-- begin --

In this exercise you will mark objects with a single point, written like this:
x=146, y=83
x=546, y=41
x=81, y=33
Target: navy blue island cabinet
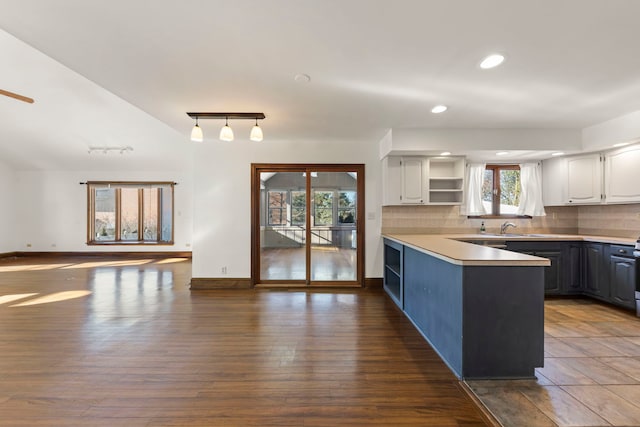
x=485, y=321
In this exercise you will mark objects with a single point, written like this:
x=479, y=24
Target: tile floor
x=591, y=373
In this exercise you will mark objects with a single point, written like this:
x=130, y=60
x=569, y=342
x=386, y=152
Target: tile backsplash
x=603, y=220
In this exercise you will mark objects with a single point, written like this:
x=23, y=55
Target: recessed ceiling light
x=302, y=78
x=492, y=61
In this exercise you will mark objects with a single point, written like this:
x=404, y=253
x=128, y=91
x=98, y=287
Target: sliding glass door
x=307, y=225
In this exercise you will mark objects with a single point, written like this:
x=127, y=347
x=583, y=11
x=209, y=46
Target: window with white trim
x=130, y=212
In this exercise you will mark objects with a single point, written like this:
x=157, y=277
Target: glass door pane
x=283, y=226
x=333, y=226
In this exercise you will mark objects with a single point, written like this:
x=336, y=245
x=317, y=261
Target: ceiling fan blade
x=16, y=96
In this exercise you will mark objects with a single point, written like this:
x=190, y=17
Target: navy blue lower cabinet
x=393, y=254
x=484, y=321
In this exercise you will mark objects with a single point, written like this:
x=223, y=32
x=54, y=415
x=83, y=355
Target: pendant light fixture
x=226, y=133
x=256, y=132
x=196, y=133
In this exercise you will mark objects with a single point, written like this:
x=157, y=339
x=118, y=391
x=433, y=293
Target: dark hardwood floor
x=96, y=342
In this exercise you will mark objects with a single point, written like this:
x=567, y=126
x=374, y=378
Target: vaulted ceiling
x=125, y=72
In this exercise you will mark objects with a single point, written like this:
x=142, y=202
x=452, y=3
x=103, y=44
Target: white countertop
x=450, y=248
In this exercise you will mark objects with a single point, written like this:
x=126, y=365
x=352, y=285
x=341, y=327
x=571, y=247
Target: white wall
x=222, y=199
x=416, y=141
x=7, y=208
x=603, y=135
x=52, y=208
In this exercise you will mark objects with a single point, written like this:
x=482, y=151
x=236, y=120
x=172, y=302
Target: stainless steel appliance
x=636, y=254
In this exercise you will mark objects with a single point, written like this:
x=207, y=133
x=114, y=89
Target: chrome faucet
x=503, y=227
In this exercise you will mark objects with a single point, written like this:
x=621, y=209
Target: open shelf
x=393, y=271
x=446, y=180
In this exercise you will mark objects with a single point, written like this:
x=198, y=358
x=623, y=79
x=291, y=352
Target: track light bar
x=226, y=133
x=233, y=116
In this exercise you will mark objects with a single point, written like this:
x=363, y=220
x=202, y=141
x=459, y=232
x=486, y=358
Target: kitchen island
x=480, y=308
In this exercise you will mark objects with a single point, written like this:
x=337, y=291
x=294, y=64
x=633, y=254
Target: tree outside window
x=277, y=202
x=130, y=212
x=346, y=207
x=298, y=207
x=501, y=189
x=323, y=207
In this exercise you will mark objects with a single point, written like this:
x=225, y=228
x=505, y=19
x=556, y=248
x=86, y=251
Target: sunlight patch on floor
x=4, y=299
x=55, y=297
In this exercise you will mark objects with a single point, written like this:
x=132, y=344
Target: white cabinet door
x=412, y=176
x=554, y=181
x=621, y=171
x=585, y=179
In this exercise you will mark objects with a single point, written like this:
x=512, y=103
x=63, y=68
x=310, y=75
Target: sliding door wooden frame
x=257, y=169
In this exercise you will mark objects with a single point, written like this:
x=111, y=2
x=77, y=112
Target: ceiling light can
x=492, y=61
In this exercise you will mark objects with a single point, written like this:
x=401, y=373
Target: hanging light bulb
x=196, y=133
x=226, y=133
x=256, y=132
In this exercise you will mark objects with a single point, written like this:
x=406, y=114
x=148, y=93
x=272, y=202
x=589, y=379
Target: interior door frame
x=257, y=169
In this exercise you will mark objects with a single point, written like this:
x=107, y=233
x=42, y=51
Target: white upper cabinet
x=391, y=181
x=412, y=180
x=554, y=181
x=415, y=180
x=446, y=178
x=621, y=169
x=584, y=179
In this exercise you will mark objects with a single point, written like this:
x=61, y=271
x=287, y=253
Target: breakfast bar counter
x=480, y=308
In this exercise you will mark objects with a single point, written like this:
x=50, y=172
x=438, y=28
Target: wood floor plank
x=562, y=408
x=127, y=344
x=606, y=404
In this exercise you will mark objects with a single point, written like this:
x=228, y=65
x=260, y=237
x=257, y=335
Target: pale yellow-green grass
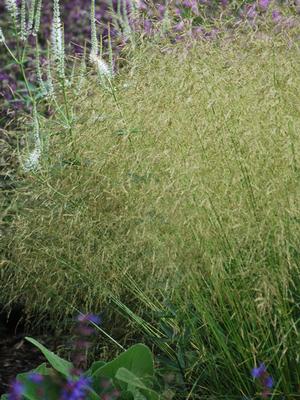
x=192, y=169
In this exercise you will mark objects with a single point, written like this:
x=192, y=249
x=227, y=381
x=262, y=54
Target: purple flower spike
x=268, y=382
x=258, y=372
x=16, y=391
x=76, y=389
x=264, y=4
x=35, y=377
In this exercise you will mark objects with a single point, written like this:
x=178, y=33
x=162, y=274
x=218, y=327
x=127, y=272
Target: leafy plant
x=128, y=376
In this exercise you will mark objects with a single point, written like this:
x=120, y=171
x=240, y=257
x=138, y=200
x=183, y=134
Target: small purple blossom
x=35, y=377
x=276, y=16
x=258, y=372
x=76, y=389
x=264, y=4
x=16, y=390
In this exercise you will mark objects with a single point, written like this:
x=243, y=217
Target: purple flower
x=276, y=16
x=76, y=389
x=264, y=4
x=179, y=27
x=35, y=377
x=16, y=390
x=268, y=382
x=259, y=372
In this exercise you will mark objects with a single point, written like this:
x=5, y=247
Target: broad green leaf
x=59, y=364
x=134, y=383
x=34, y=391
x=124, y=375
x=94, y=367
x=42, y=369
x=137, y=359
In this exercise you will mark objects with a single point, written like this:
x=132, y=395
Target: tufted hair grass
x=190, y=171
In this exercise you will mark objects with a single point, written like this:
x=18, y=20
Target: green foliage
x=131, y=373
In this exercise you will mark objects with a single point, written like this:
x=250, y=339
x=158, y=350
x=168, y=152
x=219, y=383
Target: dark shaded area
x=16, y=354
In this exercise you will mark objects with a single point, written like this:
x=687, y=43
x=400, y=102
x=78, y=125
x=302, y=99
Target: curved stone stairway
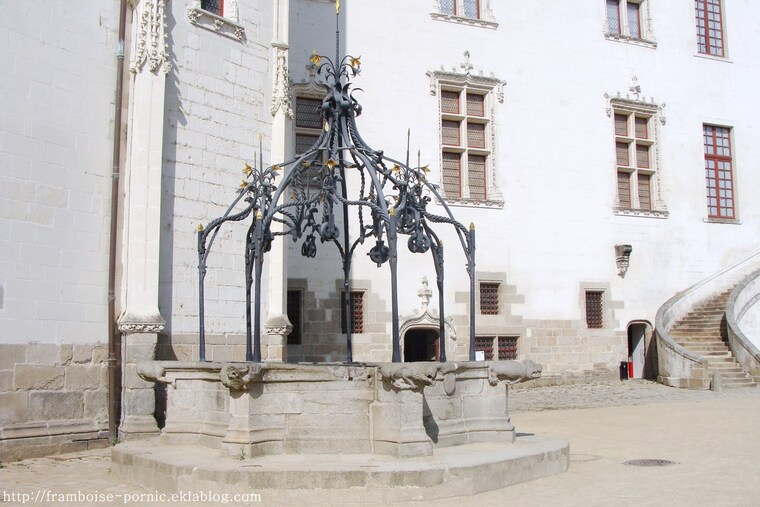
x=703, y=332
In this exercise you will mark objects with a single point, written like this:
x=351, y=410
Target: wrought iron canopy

-- end --

# SHORT TASK:
Copy out all the entries exactly. Images stay out of the copy.

# TASK SOLUTION:
In this exercise you will mark objects with a single point, written like this:
x=146, y=83
x=546, y=41
x=81, y=33
Target: navy blue island cabinet
x=485, y=321
In this exercise you will mark objects with a single point, written like this:
x=479, y=24
Target: tile floor
x=591, y=373
In this exercise you will mark objects with a single point, written like this:
x=130, y=60
x=569, y=342
x=386, y=152
Target: tile backsplash
x=603, y=220
In this exercise you will mark objects with a single point, written like this:
x=23, y=55
Target: recessed ceiling light
x=302, y=78
x=492, y=61
In this exercise you will mark objects with a single point, written like this:
x=404, y=253
x=128, y=91
x=98, y=287
Target: sliding glass door
x=307, y=225
In this exercise you will mark objects with a single point, written like this:
x=127, y=347
x=583, y=11
x=209, y=46
Target: window with white trim
x=130, y=212
In this exercise you will mark objects with a single point, written like this:
x=157, y=277
Target: glass door pane
x=283, y=226
x=333, y=226
In this exercise you will mark objects with a single point, written like this:
x=336, y=245
x=317, y=261
Target: ceiling fan blade
x=16, y=96
In this exercise you will mark objects with a single point, written like this:
x=190, y=17
Target: navy blue lower cabinet
x=393, y=254
x=484, y=321
In this exercise you will mark objects with a single point, written like this:
x=223, y=32
x=54, y=415
x=83, y=355
Target: pendant light fixture
x=226, y=133
x=256, y=132
x=196, y=133
In this exercise you will mark objects with a single point, written like this:
x=157, y=339
x=118, y=391
x=433, y=293
Target: dark hardwood floor
x=96, y=342
In this exercise you will mark objects with a single point, written like this:
x=567, y=126
x=374, y=378
Target: vaulted ceiling
x=125, y=72
In this exercise you will mark objects with a single point, written like this:
x=142, y=202
x=452, y=3
x=103, y=44
Target: white countertop
x=450, y=248
In this exercise you will mark objects with a single point, written like this:
x=126, y=365
x=352, y=285
x=341, y=327
x=571, y=247
Target: white wall
x=222, y=199
x=416, y=141
x=7, y=208
x=603, y=135
x=52, y=208
In this exercise you will mark objects with a single point, written like this:
x=482, y=151
x=236, y=120
x=172, y=302
Target: stainless steel appliance
x=636, y=254
In this exercise you will mark objects with a single point, written like this:
x=207, y=133
x=114, y=89
Target: chrome faucet
x=503, y=227
In this exercise you will mark objects with a single point, written like this:
x=621, y=209
Target: open shelf
x=393, y=271
x=446, y=180
In this exercise you will mark objects with a single point, written like this:
x=198, y=358
x=623, y=79
x=291, y=352
Target: track light bar
x=226, y=133
x=233, y=116
In this exercise you will mark objects with a single point, written like this:
x=363, y=220
x=202, y=141
x=459, y=232
x=486, y=358
Target: kitchen island
x=480, y=308
In this exercise you will mark objects with a single point, written like this:
x=337, y=291
x=294, y=64
x=633, y=254
Target: tree outside window
x=277, y=202
x=130, y=212
x=346, y=207
x=298, y=207
x=501, y=189
x=323, y=207
In this exercise you will mark objects with a single point, written like this:
x=225, y=228
x=505, y=19
x=556, y=248
x=86, y=251
Target: sunlight patch on floor
x=4, y=299
x=55, y=297
In this exercise you will mark objects with a single point, written like this:
x=132, y=344
Target: white cabinet door
x=412, y=176
x=554, y=181
x=621, y=171
x=585, y=179
In this exercise you will mark objects with a single point, written like this:
x=512, y=103
x=63, y=68
x=310, y=75
Target: sliding door wooden frame
x=257, y=169
In this exercise you will mark objects with a single point, written like this:
x=111, y=2
x=77, y=112
Target: ceiling light can
x=492, y=61
In this exercise you will mark objects with a single point, written like this:
x=401, y=373
Target: hanging light bulb
x=196, y=133
x=226, y=133
x=256, y=132
In this exercise you will mark objects with a single point, written like this:
x=406, y=114
x=148, y=93
x=272, y=202
x=589, y=379
Target: interior door frame
x=257, y=169
In this exercise you will mark objects with a single point, written like this:
x=107, y=233
x=42, y=51
Target: white upper cabinet
x=391, y=181
x=412, y=180
x=554, y=181
x=415, y=180
x=446, y=178
x=621, y=169
x=584, y=179
In this exercise you will mark objects with a single point, written like this:
x=61, y=271
x=287, y=253
Target: breakfast bar counter
x=480, y=308
In this exercise you will mark objects with a single point, written like this:
x=50, y=172
x=438, y=28
Target: wood floor plank
x=562, y=408
x=127, y=344
x=606, y=404
In this exercise you will mark objects with a single point, written like this:
x=228, y=65
x=260, y=237
x=257, y=335
Target: pale yellow-green grass
x=192, y=169
In this exercise you will mark objects with a single point, written like this:
x=192, y=249
x=227, y=381
x=262, y=54
Target: purple flower spike
x=268, y=382
x=258, y=372
x=16, y=391
x=76, y=389
x=264, y=4
x=35, y=377
In this exercise you will mark objects with a single point, written like this:
x=178, y=33
x=162, y=274
x=218, y=327
x=127, y=272
Target: leafy plant
x=128, y=376
In this exercise you will mark objects with a single point, written like this:
x=120, y=171
x=240, y=257
x=138, y=200
x=183, y=134
Target: small purple blossom
x=35, y=377
x=276, y=16
x=258, y=372
x=76, y=389
x=264, y=4
x=16, y=390
In this exercise you will mark objects with a single point, written like this:
x=243, y=217
Target: purple flower
x=276, y=16
x=76, y=389
x=264, y=4
x=179, y=27
x=35, y=377
x=16, y=390
x=268, y=382
x=259, y=372
In this exercise you will mark objects with a single point, written like this:
x=5, y=247
Target: broad green leaf
x=59, y=364
x=134, y=383
x=34, y=391
x=124, y=375
x=94, y=367
x=42, y=369
x=137, y=359
In this exercise you will mark objects with a single point, written like this:
x=132, y=395
Target: tufted hair grass
x=190, y=171
In this exercise you will mark objects with a single point, written like this:
x=18, y=20
Target: green foliage
x=131, y=373
In this exercise you will mark objects with a single point, written like this:
x=250, y=339
x=158, y=350
x=168, y=152
x=219, y=383
Target: dark shaded area
x=16, y=354
In this exercise you will mark objects with a single point, written like this:
x=687, y=43
x=400, y=102
x=78, y=125
x=302, y=99
Target: curved stone stairway
x=703, y=332
In this exercise you will mark objects with a single point, written like this:
x=351, y=410
Target: wrought iron canopy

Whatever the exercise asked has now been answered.